◆ Records provided ◆
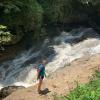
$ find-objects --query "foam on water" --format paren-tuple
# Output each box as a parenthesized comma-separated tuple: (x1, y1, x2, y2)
(47, 38, 100, 73)
(0, 28, 100, 89)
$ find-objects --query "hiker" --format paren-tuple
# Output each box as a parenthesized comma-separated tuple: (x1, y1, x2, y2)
(37, 59, 47, 94)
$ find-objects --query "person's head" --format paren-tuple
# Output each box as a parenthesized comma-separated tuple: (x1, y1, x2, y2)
(42, 59, 47, 65)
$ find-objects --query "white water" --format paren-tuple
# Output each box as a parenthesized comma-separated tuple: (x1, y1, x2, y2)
(0, 28, 100, 89)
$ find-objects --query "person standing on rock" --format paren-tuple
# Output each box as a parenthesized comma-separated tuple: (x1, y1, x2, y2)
(37, 59, 47, 94)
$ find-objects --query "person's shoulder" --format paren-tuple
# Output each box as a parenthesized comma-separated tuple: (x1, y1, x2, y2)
(38, 64, 43, 68)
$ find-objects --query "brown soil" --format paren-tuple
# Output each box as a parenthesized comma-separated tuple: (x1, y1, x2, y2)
(4, 54, 100, 100)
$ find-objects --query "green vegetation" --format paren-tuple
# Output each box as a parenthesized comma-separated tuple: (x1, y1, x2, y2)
(54, 70, 100, 100)
(0, 0, 100, 44)
(0, 0, 43, 38)
(0, 25, 12, 45)
(38, 0, 86, 24)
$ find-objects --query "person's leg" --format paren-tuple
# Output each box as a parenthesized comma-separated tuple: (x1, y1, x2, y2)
(38, 79, 43, 93)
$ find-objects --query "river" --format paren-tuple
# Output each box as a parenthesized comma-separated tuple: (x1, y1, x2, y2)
(0, 27, 100, 89)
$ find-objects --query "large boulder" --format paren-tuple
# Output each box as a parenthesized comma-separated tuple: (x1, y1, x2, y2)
(0, 86, 25, 99)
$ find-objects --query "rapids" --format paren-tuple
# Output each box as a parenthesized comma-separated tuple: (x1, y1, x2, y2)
(0, 28, 100, 89)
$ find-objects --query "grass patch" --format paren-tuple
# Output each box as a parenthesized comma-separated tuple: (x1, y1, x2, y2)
(54, 70, 100, 100)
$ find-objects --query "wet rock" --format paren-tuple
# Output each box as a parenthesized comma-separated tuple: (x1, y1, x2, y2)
(0, 86, 25, 99)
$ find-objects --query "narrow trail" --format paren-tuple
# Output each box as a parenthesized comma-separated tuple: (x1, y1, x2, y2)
(4, 54, 100, 100)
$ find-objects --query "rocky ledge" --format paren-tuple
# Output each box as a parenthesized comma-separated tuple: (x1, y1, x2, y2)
(0, 86, 25, 100)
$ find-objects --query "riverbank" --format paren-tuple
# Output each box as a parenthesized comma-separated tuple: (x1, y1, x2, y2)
(4, 54, 100, 100)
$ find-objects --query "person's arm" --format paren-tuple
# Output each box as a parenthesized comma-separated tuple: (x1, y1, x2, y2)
(37, 68, 41, 80)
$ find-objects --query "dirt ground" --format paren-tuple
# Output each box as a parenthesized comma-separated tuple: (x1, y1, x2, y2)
(4, 54, 100, 100)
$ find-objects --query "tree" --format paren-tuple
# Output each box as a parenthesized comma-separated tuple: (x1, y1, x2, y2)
(38, 0, 86, 24)
(0, 0, 43, 37)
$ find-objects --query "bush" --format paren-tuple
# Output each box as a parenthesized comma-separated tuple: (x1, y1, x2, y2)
(0, 25, 12, 45)
(67, 71, 100, 100)
(54, 71, 100, 100)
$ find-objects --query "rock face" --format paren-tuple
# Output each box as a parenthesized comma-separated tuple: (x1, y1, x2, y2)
(0, 86, 25, 99)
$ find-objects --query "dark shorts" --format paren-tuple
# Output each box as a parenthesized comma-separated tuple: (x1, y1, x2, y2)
(38, 76, 44, 80)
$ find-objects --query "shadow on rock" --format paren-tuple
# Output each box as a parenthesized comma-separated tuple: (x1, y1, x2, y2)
(40, 88, 51, 95)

◆ Exercise description ◆
The whole listing must be restated word for word. Leave out any pictures.

◆ Solution to this task ◆
$ find-objects --query "foam on water" --format paren-tuple
# Output each box as a parenthesized comma-separated tuple: (x1, y1, x2, y2)
(47, 38, 100, 73)
(0, 28, 100, 89)
$ find-objects --query "hiker" --format paren-tuple
# Output each box as a parenthesized comma-separated tuple: (x1, y1, x2, y2)
(37, 59, 47, 94)
$ find-objects --query "person's head" --format paren-tuple
# Output each box as a parenthesized comma-separated tuple: (x1, y1, x2, y2)
(42, 59, 47, 65)
$ find-objects --query "white water" --format paren-tuple
# Output each box as a parenthesized comma-separated tuple: (x1, y1, x2, y2)
(0, 28, 100, 89)
$ find-objects --query "person standing on rock" --format paren-tuple
# Output each box as a parenthesized comma-separated tuple: (x1, y1, x2, y2)
(37, 59, 47, 94)
$ find-objects --query "person's shoulder" --format paren-tuple
# Output each box as a parenthesized comma-separated tuple: (x1, y1, x2, y2)
(38, 64, 43, 68)
$ find-objects --query "brown soil" --format paren-tuple
# Output each box as a parenthesized comma-separated tuple: (x1, y1, x2, y2)
(4, 54, 100, 100)
$ find-objects --query "green vegetation" --format paren-tuple
# Output each box as a parenthesized comma-separated tuple: (x1, y1, x2, y2)
(54, 70, 100, 100)
(0, 0, 100, 44)
(0, 0, 43, 38)
(0, 25, 12, 45)
(38, 0, 86, 24)
$ find-objects --query "person's leg" --format paren-tuple
# Output each box as a parenthesized comma-separated tuple: (x1, y1, x2, y2)
(38, 79, 43, 93)
$ find-objects --query "river" --format paren-tuple
# Output each box as a parenthesized comma-separated tuple: (x1, y1, x2, y2)
(0, 27, 100, 89)
$ find-objects --query "large boulder" --format paren-tuple
# Output each box as a parenthesized comma-separated tuple: (x1, y1, x2, y2)
(0, 86, 25, 99)
$ find-objects --query "rapids" --format paren-tuple
# Output each box as a parenthesized comma-separated tuple: (x1, y1, x2, y2)
(0, 28, 100, 89)
$ find-objects --query "grass patch" --format paren-tuple
# Output each box as a parenthesized comma-separated tuple: (x1, y1, x2, y2)
(54, 70, 100, 100)
$ find-objects --query "wet rock" --format paren-tuple
# Output each box as a parenthesized comma-separated tuple: (x1, y1, x2, y2)
(0, 86, 25, 99)
$ find-objects --query "narrow trail" --format paren-tuple
# Output each box as a parenthesized comma-separated tuple: (x1, y1, x2, y2)
(4, 54, 100, 100)
$ find-objects --query "rocky ledge" --format paren-tuple
# Output each box as a parenthesized comma-separated tuple: (x1, y1, x2, y2)
(0, 86, 25, 100)
$ find-objects --query "riverbank" --format paren-tuple
# Output each box as a parenthesized comma-separated tuple: (x1, y1, x2, y2)
(4, 54, 100, 100)
$ find-objects --query "person's arm" --format paren-tuple
# Output each box as a parenthesized comma-separated tuple: (x1, y1, x2, y2)
(37, 68, 41, 80)
$ find-objects --query "dirt ground" --format paren-tuple
# Output each box as a parenthesized comma-separated tuple: (x1, y1, x2, y2)
(4, 54, 100, 100)
$ find-objects --query "tree" --format paren-tuple
# Output each box as a parenthesized comma-separated tuple: (x1, y1, x2, y2)
(38, 0, 86, 24)
(0, 0, 43, 37)
$ find-objects --query "bush" --format paren-tuple
# Output each box as a parenthesized comma-separated tuple: (x1, y1, x2, y2)
(0, 25, 12, 45)
(67, 71, 100, 100)
(54, 71, 100, 100)
$ find-objects --query "rock face" --format paren-tuple
# Output each box as a parenthesized comma-separated tuple: (x1, y1, x2, y2)
(0, 86, 25, 99)
$ find-objects --query "dark shorts" --format paren-tuple
# Output each box as a parenthesized comma-separated tuple: (x1, y1, x2, y2)
(38, 76, 44, 80)
$ find-objects --query "shadow on rock" --format paren-tuple
# Output each box as a parenthesized comma-separated tuple: (x1, y1, x2, y2)
(40, 88, 51, 95)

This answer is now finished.